→ **To be done**: Give each line of the data below as a string in a single JSON list, leaving out any blank lines.

##### Information provided

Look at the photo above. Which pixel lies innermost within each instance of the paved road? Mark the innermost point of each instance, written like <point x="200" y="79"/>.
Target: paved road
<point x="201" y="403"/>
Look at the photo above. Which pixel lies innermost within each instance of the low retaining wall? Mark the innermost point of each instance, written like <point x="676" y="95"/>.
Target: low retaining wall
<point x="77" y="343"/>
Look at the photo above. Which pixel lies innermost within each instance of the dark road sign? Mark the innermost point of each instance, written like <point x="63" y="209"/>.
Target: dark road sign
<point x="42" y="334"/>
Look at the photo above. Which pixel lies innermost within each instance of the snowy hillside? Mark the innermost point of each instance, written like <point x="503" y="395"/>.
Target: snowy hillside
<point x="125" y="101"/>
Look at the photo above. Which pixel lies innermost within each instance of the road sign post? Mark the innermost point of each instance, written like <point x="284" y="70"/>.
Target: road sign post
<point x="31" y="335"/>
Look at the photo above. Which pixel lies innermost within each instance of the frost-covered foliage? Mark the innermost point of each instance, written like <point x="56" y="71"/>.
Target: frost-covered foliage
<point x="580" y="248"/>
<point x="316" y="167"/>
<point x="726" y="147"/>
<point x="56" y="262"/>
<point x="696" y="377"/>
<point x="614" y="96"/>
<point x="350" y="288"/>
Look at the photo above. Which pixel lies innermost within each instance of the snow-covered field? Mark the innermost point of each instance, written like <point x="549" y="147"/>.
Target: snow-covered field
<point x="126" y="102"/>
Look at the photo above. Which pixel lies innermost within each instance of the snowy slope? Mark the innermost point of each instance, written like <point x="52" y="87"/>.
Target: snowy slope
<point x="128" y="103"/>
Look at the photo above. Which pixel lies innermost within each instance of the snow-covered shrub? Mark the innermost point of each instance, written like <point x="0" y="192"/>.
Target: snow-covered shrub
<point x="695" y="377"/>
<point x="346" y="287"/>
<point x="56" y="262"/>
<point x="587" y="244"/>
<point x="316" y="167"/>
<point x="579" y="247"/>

##########

→ **Solved problem**:
[
  "Look at the photo above. Which pixel lies innermost within each instance of the paved road? Mark the innermost point of each instance, written like <point x=\"200\" y=\"79\"/>.",
  "Target: paved road",
  "<point x=\"201\" y=\"403\"/>",
  "Look at the photo above. Which pixel lies innermost within each instance of the low retaining wall? Mark the innermost point of each instance, written like <point x=\"676\" y=\"95\"/>.",
  "Target: low retaining wall",
  "<point x=\"77\" y=\"343\"/>",
  "Look at the photo above. Which pixel lies innermost within each instance of the dark road sign? Mark the innermost point of each instance, written like <point x=\"63\" y=\"209\"/>.",
  "Target: dark road sign",
  "<point x=\"42\" y=\"334\"/>",
  "Look at the photo above. Which pixel lies innermost within each instance of the snowy hillside? Mark the innermost point of each instance, written like <point x=\"503\" y=\"395\"/>.",
  "Target: snowy hillside",
  "<point x=\"125\" y=\"101\"/>",
  "Look at the photo above. Which pixel lies innermost within each instance of the road sign post? Mark the innermost point of each instance, written like <point x=\"284\" y=\"70\"/>.",
  "Target: road sign post",
  "<point x=\"31\" y=\"335\"/>",
  "Look at the photo above. Which pixel lies innermost within each instance of the frost-covered foliage? Mark the innermost point of each instance, written like <point x=\"56\" y=\"71\"/>.",
  "Target: frost-covered foliage",
  "<point x=\"580\" y=\"248\"/>",
  "<point x=\"316\" y=\"167\"/>",
  "<point x=\"726\" y=\"147\"/>",
  "<point x=\"56\" y=\"262\"/>",
  "<point x=\"696\" y=\"377\"/>",
  "<point x=\"614\" y=\"96\"/>",
  "<point x=\"350\" y=\"288\"/>",
  "Look at the photo above. Which pixel lies innermost within each instance of the snow-covered field? Mark the innermost point of each instance, written like <point x=\"549\" y=\"147\"/>.",
  "Target: snow-covered field",
  "<point x=\"126\" y=\"102\"/>",
  "Look at the photo above. Which pixel lies innermost within each instance of the snowy slope? Mark the innermost point of each instance, written like <point x=\"52\" y=\"87\"/>.",
  "Target: snowy slope",
  "<point x=\"128\" y=\"103\"/>",
  "Look at the photo above. Which pixel lies innermost within each instance of the snow-covered shrub? Mark the innermost point of each instance, written like <point x=\"0\" y=\"192\"/>.",
  "Target: snow-covered shrub",
  "<point x=\"695\" y=\"377\"/>",
  "<point x=\"346\" y=\"287\"/>",
  "<point x=\"56\" y=\"262\"/>",
  "<point x=\"587\" y=\"244\"/>",
  "<point x=\"316\" y=\"167\"/>",
  "<point x=\"579\" y=\"247\"/>"
]